▸ CONSIGNES:
1 > Reproduisez intégralement le texte sur l'économie de la République dominicaine, sans rien y changer.
2 > Transformez en liste numérotée le passage du listing qui va de la ligne contenant « Where can the partially » jusqu'à la ligne contenant « point(425, 72) », ces deux lignes comprises, en omettant les lignes vides.

▸ TEXTE FOURNI:
==========
Au tournant des années 1980, une transformation de l'économie d'exportation de matières premières s'est opérée pour embrasser une filière de substitution à l'importation. Ces mesures rendent plus d'autonomie au pays par rapport au marché mondial. En outre, il y a eu l'adoption d'une législation amplement incitative aux flux de capitaux étrangers pour dynamiser d'autres secteurs d'investissements productifs : le tourisme et les zones franches.

En août 1994, la classe politique dominicaine a signé un accord politique96 pour permettre au pays de jouir d'une certaine stabilité politique qui va grandement favoriser l'essor économique qui s'enchevêtre à la tendance hégémonique que la posture trujilliste échafaudait à divers égards. Aussi Corten (2013, p. 19) précise-t-il qu'à partir de 2011 la République Dominicaine a pris le large dans la course pour un développement économique considérable par rapport à Haïti.

Avec l'emploi créé dans les villes industrielles, l'urbanisation s'accentue. L'agriculture irriguée, bénéficie des investissements en équipements mécanisés pour augmenter le rendement de la terre et accroitre la production du pays tandis que la part de la main-d'oeuvre y diminue. En 2005, le PIB de la République Dominicaine provenait de 56% des services, 32% de l'industrie et de 12% de l'agriculture. Tandis que cinq ans plus tard, les données montraient qu'en Haïti le PIB provenait des pôles d'emplois de services et industriels absorbant 43% en service et 13 % en industrie de la population active de 3.6 millions d'habitant suivant les données de l'IHSI en 2010. Et face à cela, il y avait 44% de la population active qui s'adonnait à l'agriculture de subsistance. Avec une période de cinq (5) ans d'écart, il n'est pas théoriquement crédible pour asseoir une comparaison

95 L'indice de développement humain, allant de 0 à 1, est un indice composé de l'espérance de vie à la naissance, la scolarisation en fonction du taux d'analphabétisme et le pib per capita en tenant compte de la parité du pouvoir d'achat. En 2019, Haïti avait un idh de 0.510 contre 0.756 pour la République Dominicaine. Cf [ www. perspective.usherbrooke.ca].
==========
▸ DONNÉES DE LA TÂCHE:
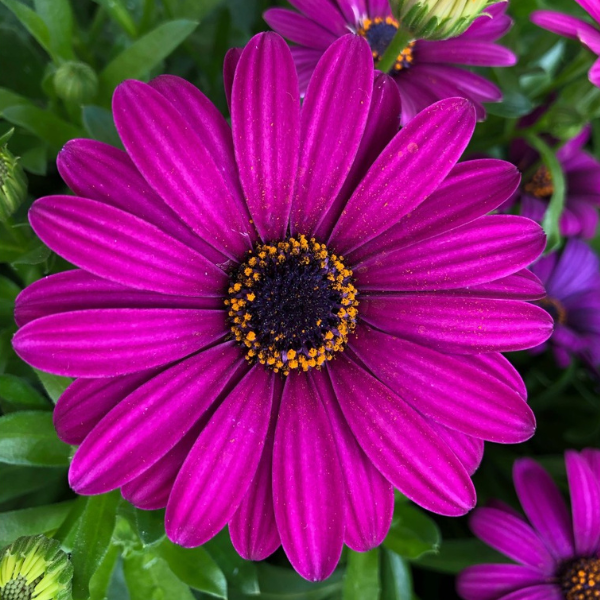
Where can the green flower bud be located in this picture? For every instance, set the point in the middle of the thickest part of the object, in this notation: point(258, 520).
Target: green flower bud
point(13, 182)
point(35, 568)
point(438, 19)
point(75, 82)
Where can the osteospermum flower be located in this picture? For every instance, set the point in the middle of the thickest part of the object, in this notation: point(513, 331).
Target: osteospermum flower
point(572, 280)
point(582, 178)
point(274, 324)
point(425, 71)
point(575, 29)
point(558, 555)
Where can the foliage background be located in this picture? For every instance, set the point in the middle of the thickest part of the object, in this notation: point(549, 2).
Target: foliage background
point(120, 552)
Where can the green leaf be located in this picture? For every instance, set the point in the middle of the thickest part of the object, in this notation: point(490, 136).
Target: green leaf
point(92, 540)
point(143, 55)
point(362, 576)
point(17, 394)
point(100, 125)
point(413, 533)
point(148, 577)
point(43, 124)
point(456, 555)
point(55, 385)
point(28, 438)
point(32, 521)
point(195, 567)
point(241, 574)
point(58, 17)
point(396, 580)
point(32, 22)
point(551, 221)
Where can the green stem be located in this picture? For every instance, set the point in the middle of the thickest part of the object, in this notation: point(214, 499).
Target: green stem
point(400, 41)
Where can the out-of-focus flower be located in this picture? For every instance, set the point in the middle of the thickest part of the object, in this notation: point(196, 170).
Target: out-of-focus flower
point(575, 29)
point(438, 19)
point(424, 71)
point(13, 182)
point(582, 175)
point(572, 281)
point(274, 324)
point(35, 568)
point(558, 554)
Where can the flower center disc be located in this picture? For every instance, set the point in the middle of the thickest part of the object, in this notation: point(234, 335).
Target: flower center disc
point(581, 579)
point(379, 32)
point(541, 184)
point(292, 305)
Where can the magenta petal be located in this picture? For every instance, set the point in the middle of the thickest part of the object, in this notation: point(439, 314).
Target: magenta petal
point(106, 343)
point(219, 468)
point(544, 506)
point(369, 496)
point(253, 528)
point(585, 500)
point(307, 482)
point(265, 118)
point(232, 58)
point(420, 157)
point(206, 121)
point(382, 125)
point(459, 325)
point(490, 582)
point(471, 190)
point(487, 249)
point(149, 422)
point(87, 401)
point(178, 165)
point(333, 120)
point(119, 247)
point(151, 489)
point(79, 290)
point(417, 462)
point(451, 391)
point(513, 537)
point(100, 172)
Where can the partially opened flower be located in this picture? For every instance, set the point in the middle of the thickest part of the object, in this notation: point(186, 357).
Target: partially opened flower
point(274, 324)
point(425, 72)
point(557, 554)
point(582, 179)
point(572, 280)
point(575, 29)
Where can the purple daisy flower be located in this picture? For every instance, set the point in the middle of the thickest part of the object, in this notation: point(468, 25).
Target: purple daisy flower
point(572, 281)
point(558, 557)
point(575, 29)
point(582, 177)
point(222, 272)
point(425, 71)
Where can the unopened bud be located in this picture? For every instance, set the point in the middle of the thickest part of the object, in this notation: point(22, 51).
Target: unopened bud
point(75, 82)
point(13, 182)
point(438, 19)
point(35, 567)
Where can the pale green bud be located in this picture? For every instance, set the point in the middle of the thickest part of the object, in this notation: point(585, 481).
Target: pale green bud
point(438, 19)
point(35, 567)
point(75, 82)
point(13, 182)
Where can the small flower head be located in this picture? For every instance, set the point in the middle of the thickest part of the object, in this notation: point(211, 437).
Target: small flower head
point(75, 82)
point(35, 568)
point(438, 19)
point(13, 183)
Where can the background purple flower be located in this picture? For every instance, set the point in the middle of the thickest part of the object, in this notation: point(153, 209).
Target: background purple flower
point(172, 410)
point(575, 29)
point(572, 281)
point(426, 72)
point(558, 554)
point(582, 175)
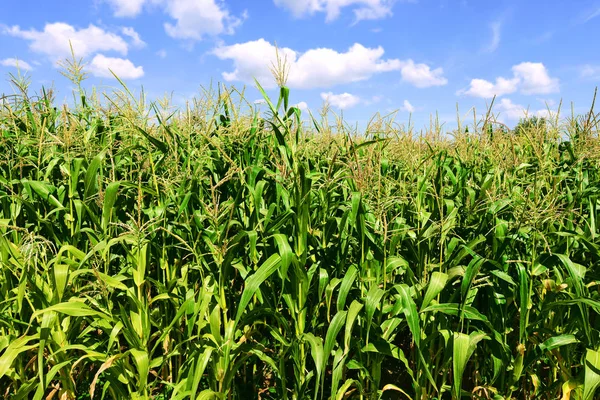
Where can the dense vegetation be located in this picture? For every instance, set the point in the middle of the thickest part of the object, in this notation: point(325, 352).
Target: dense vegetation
point(218, 252)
==========
▸ RÉSULTATS:
1 >
Au tournant des années 1980, une transformation de l'économie d'exportation de matières premières s'est opérée pour embrasser une filière de substitution à l'importation. Ces mesures rendent plus d'autonomie au pays par rapport au marché mondial. En outre, il y a eu l'adoption d'une législation amplement incitative aux flux de capitaux étrangers pour dynamiser d'autres secteurs d'investissements productifs : le tourisme et les zones franches.

En août 1994, la classe politique dominicaine a signé un accord politique96 pour permettre au pays de jouir d'une certaine stabilité politique qui va grandement favoriser l'essor économique qui s'enchevêtre à la tendance hégémonique que la posture trujilliste échafaudait à divers égards. Aussi Corten (2013, p. 19) précise-t-il qu'à partir de 2011 la République Dominicaine a pris le large dans la course pour un développement économique considérable par rapport à Haïti.

Avec l'emploi créé dans les villes industrielles, l'urbanisation s'accentue. L'agriculture irriguée, bénéficie des investissements en équipements mécanisés pour augmenter le rendement de la terre et accroitre la production du pays tandis que la part de la main-d'oeuvre y diminue. En 2005, le PIB de la République Dominicaine provenait de 56% des services, 32% de l'industrie et de 12% de l'agriculture. Tandis que cinq ans plus tard, les données montraient qu'en Haïti le PIB provenait des pôles d'emplois de services et industriels absorbant 43% en service et 13 % en industrie de la population active de 3.6 millions d'habitant suivant les données de l'IHSI en 2010. Et face à cela, il y avait 44% de la population active qui s'adonnait à l'agriculture de subsistance. Avec une période de cinq (5) ans d'écart, il n'est pas théoriquement crédible pour asseoir une comparaison

95 L'indice de développement humain, allant de 0 à 1, est un indice composé de l'espérance de vie à la naissance, la scolarisation en fonction du taux d'analphabétisme et le pib per capita en tenant compte de la parité du pouvoir d'achat. En 2019, Haïti avait un idh de 0.510 contre 0.756 pour la République Dominicaine. Cf [ www. perspective.usherbrooke.ca].

2 >
1. Where can the partially opened flower be located in this picture? For every instance, set the point in the middle of the thickest part of the object, in this notation: point(186, 357).
2. Target: partially opened flower
3. point(274, 324)
4. point(425, 72)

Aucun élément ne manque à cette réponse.